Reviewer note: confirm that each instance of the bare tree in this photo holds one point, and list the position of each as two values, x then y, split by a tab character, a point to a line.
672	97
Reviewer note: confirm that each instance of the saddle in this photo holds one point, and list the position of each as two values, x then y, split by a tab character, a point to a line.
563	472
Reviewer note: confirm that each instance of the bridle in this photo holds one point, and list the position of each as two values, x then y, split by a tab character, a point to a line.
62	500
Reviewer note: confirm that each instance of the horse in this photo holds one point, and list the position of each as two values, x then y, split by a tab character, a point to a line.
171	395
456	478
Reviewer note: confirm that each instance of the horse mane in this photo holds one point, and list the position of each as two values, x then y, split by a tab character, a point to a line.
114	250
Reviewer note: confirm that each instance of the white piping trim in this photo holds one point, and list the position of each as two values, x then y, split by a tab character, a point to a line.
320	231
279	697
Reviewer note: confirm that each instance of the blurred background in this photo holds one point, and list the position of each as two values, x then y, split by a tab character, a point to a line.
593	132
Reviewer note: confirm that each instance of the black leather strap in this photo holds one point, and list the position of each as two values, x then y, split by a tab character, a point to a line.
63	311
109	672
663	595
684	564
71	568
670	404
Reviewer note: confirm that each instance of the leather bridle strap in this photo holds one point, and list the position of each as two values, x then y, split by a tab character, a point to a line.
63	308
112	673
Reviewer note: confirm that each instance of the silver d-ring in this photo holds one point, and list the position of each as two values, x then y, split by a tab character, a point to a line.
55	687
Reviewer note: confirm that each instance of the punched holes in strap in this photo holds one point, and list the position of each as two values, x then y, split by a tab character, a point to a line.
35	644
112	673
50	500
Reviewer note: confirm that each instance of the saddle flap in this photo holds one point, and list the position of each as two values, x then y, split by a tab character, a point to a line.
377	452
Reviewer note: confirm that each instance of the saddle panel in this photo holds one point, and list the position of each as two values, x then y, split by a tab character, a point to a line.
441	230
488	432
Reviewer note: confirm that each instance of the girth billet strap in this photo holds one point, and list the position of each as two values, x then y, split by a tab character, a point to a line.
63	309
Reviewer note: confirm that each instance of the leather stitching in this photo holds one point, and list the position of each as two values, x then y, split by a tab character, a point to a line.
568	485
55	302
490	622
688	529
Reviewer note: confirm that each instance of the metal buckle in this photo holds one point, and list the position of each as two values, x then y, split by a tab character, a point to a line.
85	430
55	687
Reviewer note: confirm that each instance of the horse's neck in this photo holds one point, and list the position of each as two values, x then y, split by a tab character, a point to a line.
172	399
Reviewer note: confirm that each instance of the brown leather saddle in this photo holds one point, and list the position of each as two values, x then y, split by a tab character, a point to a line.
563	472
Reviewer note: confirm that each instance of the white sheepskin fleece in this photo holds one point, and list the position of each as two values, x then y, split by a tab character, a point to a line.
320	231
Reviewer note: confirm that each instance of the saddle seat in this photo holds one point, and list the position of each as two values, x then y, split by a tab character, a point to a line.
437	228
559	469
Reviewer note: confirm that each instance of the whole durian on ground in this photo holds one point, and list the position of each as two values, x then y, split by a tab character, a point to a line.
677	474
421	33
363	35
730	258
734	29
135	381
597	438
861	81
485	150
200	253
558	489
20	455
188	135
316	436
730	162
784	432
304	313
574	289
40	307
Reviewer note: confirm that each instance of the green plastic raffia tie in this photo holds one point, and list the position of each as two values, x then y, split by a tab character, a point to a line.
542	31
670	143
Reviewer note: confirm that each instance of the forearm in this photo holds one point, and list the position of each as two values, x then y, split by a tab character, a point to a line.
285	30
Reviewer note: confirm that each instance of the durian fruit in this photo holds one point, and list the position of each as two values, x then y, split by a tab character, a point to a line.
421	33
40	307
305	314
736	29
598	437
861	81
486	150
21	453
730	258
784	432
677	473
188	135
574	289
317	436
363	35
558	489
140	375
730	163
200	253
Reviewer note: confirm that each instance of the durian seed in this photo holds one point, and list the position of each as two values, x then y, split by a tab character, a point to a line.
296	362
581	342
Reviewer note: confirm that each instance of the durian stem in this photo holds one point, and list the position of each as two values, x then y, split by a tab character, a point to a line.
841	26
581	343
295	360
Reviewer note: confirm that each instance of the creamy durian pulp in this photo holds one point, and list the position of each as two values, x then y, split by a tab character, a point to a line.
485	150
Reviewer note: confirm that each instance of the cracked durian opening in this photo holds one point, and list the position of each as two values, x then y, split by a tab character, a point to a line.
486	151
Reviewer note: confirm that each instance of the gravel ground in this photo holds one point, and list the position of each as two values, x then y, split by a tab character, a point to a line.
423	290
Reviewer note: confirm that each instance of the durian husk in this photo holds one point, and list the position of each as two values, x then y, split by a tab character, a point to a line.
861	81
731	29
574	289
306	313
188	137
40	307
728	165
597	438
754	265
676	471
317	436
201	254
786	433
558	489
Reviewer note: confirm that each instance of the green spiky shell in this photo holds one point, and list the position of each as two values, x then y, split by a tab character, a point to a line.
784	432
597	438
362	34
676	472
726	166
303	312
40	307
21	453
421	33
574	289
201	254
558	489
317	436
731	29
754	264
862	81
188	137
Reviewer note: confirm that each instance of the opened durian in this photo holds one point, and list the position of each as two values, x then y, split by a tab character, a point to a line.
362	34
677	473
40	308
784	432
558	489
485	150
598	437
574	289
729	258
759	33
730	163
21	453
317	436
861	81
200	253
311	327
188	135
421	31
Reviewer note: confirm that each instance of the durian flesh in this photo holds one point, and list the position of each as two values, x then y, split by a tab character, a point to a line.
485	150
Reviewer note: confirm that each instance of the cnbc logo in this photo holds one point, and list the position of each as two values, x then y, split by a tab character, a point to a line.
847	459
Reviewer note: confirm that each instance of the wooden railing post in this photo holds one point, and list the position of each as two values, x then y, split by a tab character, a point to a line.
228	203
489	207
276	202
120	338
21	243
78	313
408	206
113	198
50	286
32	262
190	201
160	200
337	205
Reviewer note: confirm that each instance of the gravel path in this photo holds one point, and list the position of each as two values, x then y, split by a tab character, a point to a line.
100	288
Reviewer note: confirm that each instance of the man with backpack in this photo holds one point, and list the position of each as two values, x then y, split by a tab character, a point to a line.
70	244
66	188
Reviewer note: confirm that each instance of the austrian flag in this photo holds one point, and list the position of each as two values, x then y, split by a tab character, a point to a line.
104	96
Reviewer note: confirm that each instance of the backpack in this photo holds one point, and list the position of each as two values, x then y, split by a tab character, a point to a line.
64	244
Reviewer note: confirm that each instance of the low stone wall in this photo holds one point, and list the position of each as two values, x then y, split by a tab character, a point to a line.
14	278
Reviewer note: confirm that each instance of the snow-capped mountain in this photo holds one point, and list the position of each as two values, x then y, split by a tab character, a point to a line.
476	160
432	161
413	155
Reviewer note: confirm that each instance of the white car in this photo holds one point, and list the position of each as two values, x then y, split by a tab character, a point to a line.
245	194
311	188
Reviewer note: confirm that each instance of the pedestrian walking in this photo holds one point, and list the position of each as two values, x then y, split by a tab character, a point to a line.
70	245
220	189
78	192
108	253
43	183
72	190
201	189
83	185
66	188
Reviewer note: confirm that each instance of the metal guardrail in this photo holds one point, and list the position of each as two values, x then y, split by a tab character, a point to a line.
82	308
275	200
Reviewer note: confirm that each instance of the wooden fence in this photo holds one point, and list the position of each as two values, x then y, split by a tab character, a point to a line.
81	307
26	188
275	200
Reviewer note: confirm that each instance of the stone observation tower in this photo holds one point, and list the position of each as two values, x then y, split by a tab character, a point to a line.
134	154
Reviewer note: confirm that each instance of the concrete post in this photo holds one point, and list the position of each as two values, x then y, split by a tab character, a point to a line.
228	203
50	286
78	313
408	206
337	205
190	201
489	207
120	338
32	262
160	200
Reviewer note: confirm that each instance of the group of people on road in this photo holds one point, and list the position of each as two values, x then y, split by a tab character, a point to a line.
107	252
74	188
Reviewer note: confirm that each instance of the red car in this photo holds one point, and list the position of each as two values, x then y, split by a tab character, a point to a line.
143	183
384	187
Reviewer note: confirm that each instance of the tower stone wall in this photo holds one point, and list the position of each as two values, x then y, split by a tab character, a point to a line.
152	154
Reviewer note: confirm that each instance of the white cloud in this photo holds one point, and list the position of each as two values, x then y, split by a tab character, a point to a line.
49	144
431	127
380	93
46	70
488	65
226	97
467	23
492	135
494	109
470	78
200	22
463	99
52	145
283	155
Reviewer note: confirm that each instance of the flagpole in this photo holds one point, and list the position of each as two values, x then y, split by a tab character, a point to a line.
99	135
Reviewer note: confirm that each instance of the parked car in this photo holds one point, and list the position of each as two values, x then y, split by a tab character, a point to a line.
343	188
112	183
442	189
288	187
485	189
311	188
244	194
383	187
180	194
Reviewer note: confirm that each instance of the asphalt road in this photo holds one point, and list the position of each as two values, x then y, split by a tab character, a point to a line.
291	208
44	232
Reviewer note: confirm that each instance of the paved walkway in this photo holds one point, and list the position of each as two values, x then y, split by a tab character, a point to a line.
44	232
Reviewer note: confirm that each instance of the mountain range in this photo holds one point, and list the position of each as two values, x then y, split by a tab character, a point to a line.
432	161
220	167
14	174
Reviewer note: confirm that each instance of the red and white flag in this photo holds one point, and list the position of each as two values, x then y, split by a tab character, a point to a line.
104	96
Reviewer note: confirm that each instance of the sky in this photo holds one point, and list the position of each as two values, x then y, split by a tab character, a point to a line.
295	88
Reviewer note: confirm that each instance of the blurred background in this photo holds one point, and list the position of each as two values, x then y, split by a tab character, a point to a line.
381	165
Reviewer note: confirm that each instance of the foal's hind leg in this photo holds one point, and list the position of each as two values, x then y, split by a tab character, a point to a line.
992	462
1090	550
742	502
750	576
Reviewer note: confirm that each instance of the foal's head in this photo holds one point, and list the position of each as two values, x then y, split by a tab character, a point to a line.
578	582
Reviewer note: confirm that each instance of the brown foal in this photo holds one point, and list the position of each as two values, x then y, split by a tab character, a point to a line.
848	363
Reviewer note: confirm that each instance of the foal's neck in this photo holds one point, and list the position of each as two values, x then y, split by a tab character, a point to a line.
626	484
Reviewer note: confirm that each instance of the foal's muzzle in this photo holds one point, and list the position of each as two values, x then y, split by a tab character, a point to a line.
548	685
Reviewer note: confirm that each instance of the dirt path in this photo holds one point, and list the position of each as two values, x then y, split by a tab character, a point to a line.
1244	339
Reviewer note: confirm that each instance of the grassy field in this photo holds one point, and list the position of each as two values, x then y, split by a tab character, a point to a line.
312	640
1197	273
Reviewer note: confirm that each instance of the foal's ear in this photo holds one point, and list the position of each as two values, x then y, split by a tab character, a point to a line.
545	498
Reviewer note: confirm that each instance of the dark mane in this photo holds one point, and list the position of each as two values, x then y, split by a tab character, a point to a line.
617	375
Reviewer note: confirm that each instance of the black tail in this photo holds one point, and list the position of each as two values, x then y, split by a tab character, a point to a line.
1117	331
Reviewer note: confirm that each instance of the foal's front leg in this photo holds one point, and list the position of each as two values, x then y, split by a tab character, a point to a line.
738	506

══════════

● **EXERCISE DIRECTIONS**
Extract the closing run of lines, starting with the one containing "Reviewer note: confirm that each instance of the foal's muzzle" and ending at the last, exactly as written.

● **RESPONSE TO THIS EXERCISE**
Reviewer note: confirm that each instance of the foal's muzzle in this photo holds one point, and list the position of each as two values, x then y, split by a tab character, a point to a line.
548	685
Reviewer note: confirm that each instance of the dirt path in this photo holds one point, and list the position of each as two values, x then y, split by a tab character, a point to a line.
1244	339
Reviewer note: confirm that each instance of the grassy field in this photo holds one point, and list the position of each as two values, x then y, split by a tab character, a point to a line.
312	640
1197	273
Reviewer note: confirm that each instance of the foal's ear in this photo holds one point, and list the position of each as two values, x then y, split by a tab character, a point to a line.
545	498
Reviewer note: confirm that each instance of the dark mane in this photo holds one point, and list the position of each as two values, x then y, split by a tab character, a point to a line.
617	375
Reviewer note: confirm that each instance of the black tail in this photo holds one point, and list the position of each as two values, x then y, split by a tab character, a point to a line.
1117	331
Reviewer note: confirm that each instance of the foal's front leg in this photo holds one point, and list the position of each as two values, x then y, split by a tab character, a point to a line.
738	506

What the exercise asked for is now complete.